--- MATERIAL SHOWN ---

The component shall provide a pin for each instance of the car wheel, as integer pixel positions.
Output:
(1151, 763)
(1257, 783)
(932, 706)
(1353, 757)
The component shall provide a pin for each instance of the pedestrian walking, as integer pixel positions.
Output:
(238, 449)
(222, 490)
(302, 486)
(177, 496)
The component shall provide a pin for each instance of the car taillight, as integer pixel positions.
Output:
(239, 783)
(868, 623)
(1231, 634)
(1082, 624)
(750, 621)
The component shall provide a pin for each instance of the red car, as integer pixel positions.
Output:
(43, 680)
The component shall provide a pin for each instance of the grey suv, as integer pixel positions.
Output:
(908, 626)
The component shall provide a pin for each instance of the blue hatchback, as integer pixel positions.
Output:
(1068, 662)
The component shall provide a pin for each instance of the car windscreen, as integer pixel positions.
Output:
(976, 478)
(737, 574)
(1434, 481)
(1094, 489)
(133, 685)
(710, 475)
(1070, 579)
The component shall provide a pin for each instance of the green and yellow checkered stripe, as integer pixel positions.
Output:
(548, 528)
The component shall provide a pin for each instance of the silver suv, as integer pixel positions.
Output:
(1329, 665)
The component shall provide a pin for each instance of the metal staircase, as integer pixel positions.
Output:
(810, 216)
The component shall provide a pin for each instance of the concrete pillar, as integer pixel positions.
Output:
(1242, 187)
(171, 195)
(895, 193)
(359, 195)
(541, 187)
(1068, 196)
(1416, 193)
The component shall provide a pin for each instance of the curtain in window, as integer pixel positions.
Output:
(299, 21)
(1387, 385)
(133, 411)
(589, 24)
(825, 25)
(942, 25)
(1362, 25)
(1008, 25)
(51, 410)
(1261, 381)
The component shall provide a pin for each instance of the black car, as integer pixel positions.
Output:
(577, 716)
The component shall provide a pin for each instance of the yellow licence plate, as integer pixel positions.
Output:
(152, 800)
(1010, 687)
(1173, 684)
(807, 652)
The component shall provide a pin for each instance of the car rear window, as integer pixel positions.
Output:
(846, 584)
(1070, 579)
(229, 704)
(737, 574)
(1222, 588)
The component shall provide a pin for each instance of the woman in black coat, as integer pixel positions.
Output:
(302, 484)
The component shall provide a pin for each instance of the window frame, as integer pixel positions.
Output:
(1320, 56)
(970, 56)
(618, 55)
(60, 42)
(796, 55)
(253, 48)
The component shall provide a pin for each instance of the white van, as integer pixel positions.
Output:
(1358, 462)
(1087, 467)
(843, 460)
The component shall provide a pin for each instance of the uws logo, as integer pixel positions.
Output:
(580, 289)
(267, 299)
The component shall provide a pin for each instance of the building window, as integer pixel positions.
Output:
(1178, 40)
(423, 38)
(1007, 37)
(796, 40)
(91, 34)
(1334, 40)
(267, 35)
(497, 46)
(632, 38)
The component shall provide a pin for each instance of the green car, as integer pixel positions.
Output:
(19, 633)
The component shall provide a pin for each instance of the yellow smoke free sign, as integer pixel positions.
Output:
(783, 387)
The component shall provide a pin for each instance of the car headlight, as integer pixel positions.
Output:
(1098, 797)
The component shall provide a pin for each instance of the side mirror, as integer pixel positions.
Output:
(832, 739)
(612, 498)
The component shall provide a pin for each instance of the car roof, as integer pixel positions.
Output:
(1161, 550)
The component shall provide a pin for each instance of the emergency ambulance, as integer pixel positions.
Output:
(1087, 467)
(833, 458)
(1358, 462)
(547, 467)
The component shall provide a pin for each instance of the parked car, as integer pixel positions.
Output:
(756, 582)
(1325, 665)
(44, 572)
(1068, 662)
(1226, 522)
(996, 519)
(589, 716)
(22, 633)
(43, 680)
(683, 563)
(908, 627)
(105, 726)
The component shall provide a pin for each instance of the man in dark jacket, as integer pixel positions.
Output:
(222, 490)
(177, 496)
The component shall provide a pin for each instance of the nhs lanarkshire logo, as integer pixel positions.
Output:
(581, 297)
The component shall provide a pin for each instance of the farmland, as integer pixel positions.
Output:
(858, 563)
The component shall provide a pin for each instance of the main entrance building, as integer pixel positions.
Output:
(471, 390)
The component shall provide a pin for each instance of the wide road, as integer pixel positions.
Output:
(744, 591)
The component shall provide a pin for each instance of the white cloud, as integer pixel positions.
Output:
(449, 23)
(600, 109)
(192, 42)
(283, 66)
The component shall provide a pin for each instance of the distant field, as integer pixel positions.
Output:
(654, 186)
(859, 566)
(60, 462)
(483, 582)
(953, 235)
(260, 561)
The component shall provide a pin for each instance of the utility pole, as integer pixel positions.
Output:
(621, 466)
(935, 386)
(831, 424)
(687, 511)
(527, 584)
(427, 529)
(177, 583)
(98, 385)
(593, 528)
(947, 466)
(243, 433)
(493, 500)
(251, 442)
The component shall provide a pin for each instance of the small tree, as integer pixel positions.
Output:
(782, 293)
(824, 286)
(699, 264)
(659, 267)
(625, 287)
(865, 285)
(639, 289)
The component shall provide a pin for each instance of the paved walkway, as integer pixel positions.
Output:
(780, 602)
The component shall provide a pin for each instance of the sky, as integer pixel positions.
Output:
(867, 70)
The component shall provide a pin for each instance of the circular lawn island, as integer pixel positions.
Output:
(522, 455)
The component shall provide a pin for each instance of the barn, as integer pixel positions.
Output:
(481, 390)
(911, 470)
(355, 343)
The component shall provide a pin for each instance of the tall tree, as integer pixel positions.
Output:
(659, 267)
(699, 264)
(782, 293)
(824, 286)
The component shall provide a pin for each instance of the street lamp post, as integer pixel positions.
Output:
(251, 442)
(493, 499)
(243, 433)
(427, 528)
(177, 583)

---

[WRITTEN INSTRUCTION]:
Rewrite every line of the entries above as a numbered list, leaving out any blank lines.

[FULL ANSWER]:
1. The component shall provide a pin for each instance of the car wheel, as integer pixel positions.
2. Output:
3. (1151, 763)
4. (1257, 783)
5. (932, 706)
6. (1353, 757)
7. The component shall provide a pin for each instance of the pedestrian walking, as integer pixel positions.
8. Output:
9. (238, 449)
10. (222, 490)
11. (302, 486)
12. (177, 496)
13. The component shall provide a pin for each instance of the car taillight, as integer pixel positions.
14. Output:
15. (239, 783)
16. (868, 623)
17. (1231, 634)
18. (1082, 624)
19. (750, 621)
20. The component shall provide a pin for each instance of the red car, as integer pixel positions.
21. Output:
22. (43, 680)
23. The component shall provide a pin for each instance of the grey suv, as integer pixel positions.
24. Output:
25. (908, 626)
26. The component shall provide a pin for each instance of the blue hatchback, as integer pixel positions.
27. Output:
28. (1068, 662)
29. The component shall provide a pin for each instance of the car windscreen, as integer pixel positions.
30. Output:
31. (976, 478)
32. (737, 574)
33. (1434, 481)
34. (1094, 489)
35. (133, 685)
36. (710, 475)
37. (1070, 579)
38. The component shall provide a pin for each instance of the green and yellow checkered stripe, as integer pixel positions.
39. Output:
40. (548, 528)
41. The component shall provide a pin for each instance of the silver suv, as integer pixel positions.
42. Output:
43. (1329, 665)
44. The component shall provide a pin for each instance of the metal staircase, as integer pixel positions.
45. Output:
46. (810, 216)
47. The component shall provide a pin for each instance of the concrete pillar, as integer pixel positions.
48. Output:
49. (1242, 187)
50. (171, 195)
51. (895, 193)
52. (359, 195)
53. (541, 187)
54. (1068, 196)
55. (1416, 193)
56. The component shall provide a pin for each instance of the curtain in window, as integer pixel positions.
57. Output:
58. (299, 21)
59. (1387, 385)
60. (133, 411)
61. (589, 24)
62. (825, 25)
63. (942, 25)
64. (1362, 25)
65. (1008, 25)
66. (51, 410)
67. (1261, 381)
68. The component shall provide a pin for each instance of the black car, as integer pixel positions.
69. Output:
70. (577, 716)
71. The component shall provide a pin for each instance of the yellow licence plate, as integer pixel positions.
72. Output:
73. (152, 800)
74. (1010, 687)
75. (1173, 684)
76. (807, 652)
77. The component shall provide a pin for each instance of the car rear window, as integer pixel positions.
78. Output:
79. (846, 584)
80. (1070, 579)
81. (229, 704)
82. (737, 574)
83. (1222, 588)
84. The component shall provide a pin for each instance of the woman in black coat, as integer pixel positions.
85. Output:
86. (302, 484)
87. The component shall provide a pin for each instance of the window frame, as integer pixel positions.
88. Output:
89. (1320, 56)
90. (970, 56)
91. (618, 55)
92. (60, 42)
93. (796, 55)
94. (253, 48)
95. The component shall provide a pin for each instance of the white van, as integer pixel positions.
96. Output:
97. (1358, 462)
98. (1087, 467)
99. (843, 460)
100. The component shall provide a pin for each instance of the uws logo, as integer pixel positions.
101. Output:
102. (580, 289)
103. (267, 299)
104. The component shall provide a pin for each instance of the building window, as integer pixel positions.
105. Output:
106. (1178, 40)
107. (423, 38)
108. (1007, 37)
109. (796, 40)
110. (91, 34)
111. (1334, 40)
112. (267, 35)
113. (497, 46)
114. (632, 38)
115. The component shall provide a pin for each instance of the green car, as integer pixel positions.
116. Output:
117. (19, 633)
118. The component shall provide a pin for each instance of the yellow smoke free sign, as integer pixel positions.
119. Output:
120. (783, 387)
121. The component shall provide a pin for each instance of the car headlight, as integer pixel positions.
122. Output:
123. (1098, 797)
124. The component shall provide a pin for each instance of the side mirror, as integer pixel positions.
125. Output:
126. (832, 739)
127. (612, 498)
128. The component shall provide a pin for each instance of the car roof, as integer pixel positions.
129. Output:
130. (1161, 550)
131. The component shall provide a pin for each instance of the emergency ambulance, as integer pixel positions.
132. Output:
133. (1087, 467)
134. (833, 458)
135. (1358, 462)
136. (547, 467)
137. The component shall provide a pin for each instance of the parked car, as integer pixel positions.
138. Output:
139. (756, 582)
140. (1325, 665)
141. (44, 572)
142. (1068, 662)
143. (1226, 522)
144. (996, 519)
145. (589, 716)
146. (22, 633)
147. (43, 680)
148. (683, 563)
149. (908, 627)
150. (105, 726)
151. The component shall provide a pin for each instance of the man in dark jacket, as integer pixel positions.
152. Output:
153. (222, 490)
154. (177, 496)
155. The component shall provide a pin for each instance of the nhs lanarkshire logo, as integer pixel positions.
156. Output:
157. (581, 297)
158. The component shall provide a pin for each instance of the farmland, as integer pixel positions.
159. Output:
160. (858, 563)
161. The component shall provide a pin for each instance of the main entrance building, as integer pixel positions.
162. Output:
163. (471, 390)
164. The component shall provide a pin for each instance of the wide road, as integer pixel positions.
165. Output:
166. (744, 591)
167. The component shall provide a pin for each instance of the white cloud, as integer pixel positions.
168. Output:
169. (449, 23)
170. (600, 109)
171. (192, 42)
172. (283, 66)
173. The component shall provide a pin for each instance of the distant field, as integer pixel positions.
174. Output:
175. (654, 186)
176. (859, 566)
177. (60, 462)
178. (483, 582)
179. (953, 235)
180. (260, 561)
181. The component shall provide a pin for each instance of the utility pole, as integer pixel positions.
182. Output:
183. (621, 466)
184. (935, 386)
185. (831, 424)
186. (687, 511)
187. (527, 584)
188. (427, 529)
189. (177, 583)
190. (98, 385)
191. (593, 528)
192. (947, 466)
193. (243, 433)
194. (493, 500)
195. (251, 442)
196. The component shall provide a pin for each instance of the small tree, as integer pixel positions.
197. Output:
198. (782, 293)
199. (824, 286)
200. (699, 264)
201. (659, 267)
202. (625, 287)
203. (865, 285)
204. (639, 289)
205. The component shall provide a pin for each instance of the paved walkway, as integer pixel positions.
206. Output:
207. (780, 602)
208. The component shall provide a pin for each instance of the sky, as integer pixel positions.
209. Output:
210. (867, 70)
211. The component shall provide a pin for each instance of the circular lawn island, as integer pixel positions.
212. Output:
213. (522, 455)
214. The component shall provide a pin for each instance of the barn, as integer pixel positions.
215. Output:
216. (481, 390)
217. (911, 470)
218. (355, 343)
219. The component shall provide a pin for each instance of the tall tree, as integer pixel positions.
220. Output:
221. (659, 267)
222. (699, 264)
223. (782, 293)
224. (824, 286)
225. The component shall provide a pin for each instance of the street lamp post, as integer pixel positions.
226. Output:
227. (251, 442)
228. (493, 499)
229. (243, 433)
230. (427, 528)
231. (177, 583)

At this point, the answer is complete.